──────── EXERCISE INPUT

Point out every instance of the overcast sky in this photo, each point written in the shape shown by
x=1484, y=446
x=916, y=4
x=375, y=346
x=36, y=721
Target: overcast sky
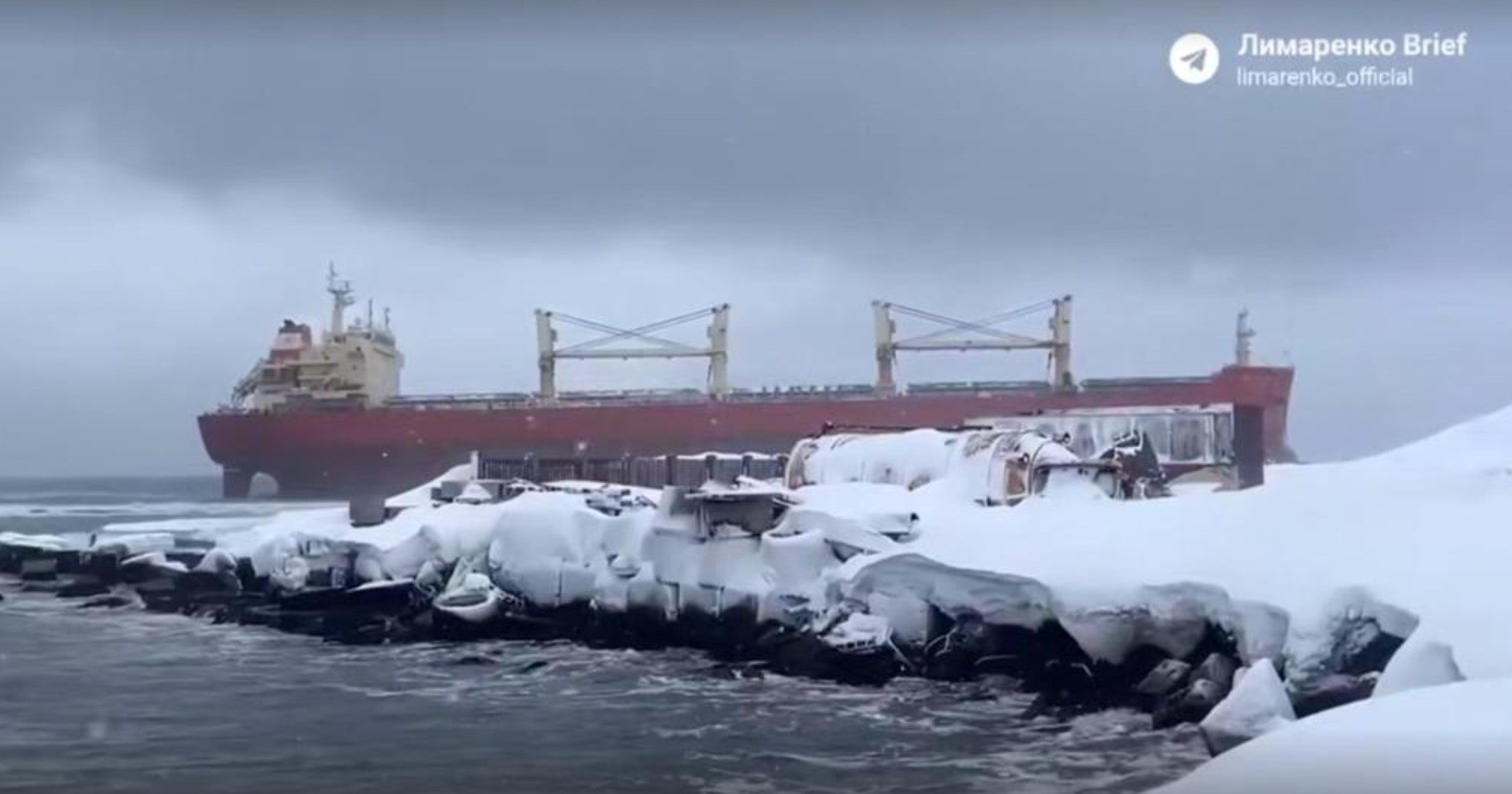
x=174, y=179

────────────────

WHAT TO DO:
Restate the listing word for word, pictures excluded.

EXERCISE ANSWER:
Point out every instance of the overcast sky in this photo, each point written in the shape shown by
x=1484, y=446
x=916, y=4
x=375, y=346
x=36, y=721
Target: overcast sky
x=174, y=179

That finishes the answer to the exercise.